Mr Mokoena and Ms Ngondlo said they were unconvinced by the explanations that have been put on the table. Mr Mokoena said it is up to the Committee to put forward a proposal and that he was in that spirit proposing to raise the R15 000 threshold to R25 000. He explained that the Committee is obligated to design legislation that is sensitive to the needs and circumstances of the poor. He added that it is not easy to convince the poor to should the duty to pay rates. These people do not have that kind of capacity to meet such obligations. He took issue with Clause 18(1)(g) and (h) which he said are out of touch with the realities in the rural areas.
Mr Surty supported the views expressed by members noting that all these matters should be strongly captured in the Report to the House. He however insisted that the R25 000 figure should be based on a survey and that it should also be considered in the context of the Bill. He asked members to listen to what SALGA is saying noting that municipalities have a constitutional right to levy rates. The outcome here was in the nature of a constitutional compromise to ensure that the legislation passes the constitutional muster. He submitted that the reality on the ground is that each municipality would at the end of the day set its own threshold that would be suited to the local circumstances.
Mr Maloyi said the mood of the Committee was in favour of the R25 000 threshold that would be supported by an impact study to assess the progress of its implementation.
Mr Mokoena pointed out that there is no use in addressing Clause 17 whilst 18 remains intact. He noted that Clause 18 negates the gains of Clause 17. He proposed that Clause 18 should fall away. Mr Maloyi and Ms Ngondlo agreed.
Mr Surty said that since Clauses 17 and 18 are aimed at eradicating poverty the question of whether or not Clause 18 should be retained must feature prominently in the Report to the House.
The Chair wanted to know whether it is possible to improve on the aspect of joint ownership.
Dr Bouwer advised that the provision was based on established norms and that to tamper with it would amount to overturning a legal principle that has withstood the test of time.
==*==
Stated problem 1: Quote the stretch of the minutes from "Mr Mokoena pointed" through "prominently in the Report to the House.".
The minutes and the rows that follow them are unrelated.
==*==
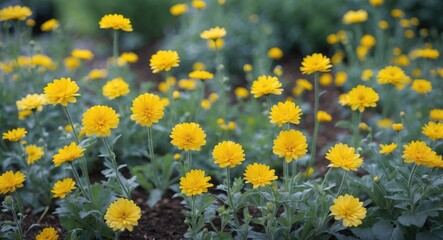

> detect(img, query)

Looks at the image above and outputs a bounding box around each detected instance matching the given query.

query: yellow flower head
[180,169,214,197]
[251,75,283,98]
[329,194,366,227]
[51,178,76,198]
[105,198,142,232]
[421,121,443,141]
[378,143,397,155]
[212,141,245,168]
[44,78,80,107]
[35,227,58,240]
[189,70,214,81]
[103,77,129,99]
[0,171,26,194]
[98,14,132,32]
[82,105,119,137]
[25,144,45,164]
[317,110,332,122]
[0,5,32,22]
[2,128,28,142]
[200,27,226,41]
[300,53,332,75]
[342,9,368,24]
[170,122,206,151]
[40,18,58,32]
[243,163,278,188]
[269,101,303,127]
[149,50,180,73]
[131,93,165,127]
[52,142,85,167]
[347,85,379,112]
[326,143,363,171]
[411,79,432,94]
[272,129,308,163]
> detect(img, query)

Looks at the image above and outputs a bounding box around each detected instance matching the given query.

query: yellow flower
[105,198,141,232]
[40,18,58,32]
[347,85,379,112]
[411,79,432,94]
[200,27,226,41]
[131,93,165,127]
[300,53,332,74]
[0,5,32,22]
[272,129,308,163]
[82,105,119,137]
[326,143,363,171]
[329,194,366,227]
[98,14,132,32]
[0,171,26,194]
[268,47,283,60]
[243,163,278,188]
[103,77,129,99]
[43,78,80,107]
[378,143,397,155]
[35,227,58,240]
[25,144,45,164]
[269,101,303,127]
[169,3,188,16]
[251,75,283,98]
[51,178,76,198]
[170,122,206,151]
[342,9,368,24]
[317,110,332,122]
[189,70,214,81]
[212,141,245,168]
[2,128,28,142]
[149,50,180,73]
[421,121,443,141]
==*==
Stated problem 2: Update the stretch of rows from the first row through the line containing "[44,78,80,107]" by changing "flower head" to "bloom", with everything else unchanged. Give only those lines, and omit the pictures.

Output 1:
Mr Mokoena pointed out that there is no use in addressing Clause 17 whilst 18 remains intact. He noted that Clause 18 negates the gains of Clause 17. He proposed that Clause 18 should fall away. Mr Maloyi and Ms Ngondlo agreed.
Mr Surty said that since Clauses 17 and 18 are aimed at eradicating poverty the question of whether or not Clause 18 should be retained must feature prominently in the Report to the House.

Output 2:
> detect(img, query)

Looks at the image above and outputs a bounding box around each detected instance matching the given query.

query: yellow bloom
[180,169,214,197]
[251,75,283,98]
[329,194,366,227]
[51,178,76,198]
[105,198,142,232]
[421,121,443,141]
[378,143,397,155]
[212,141,245,168]
[44,78,80,107]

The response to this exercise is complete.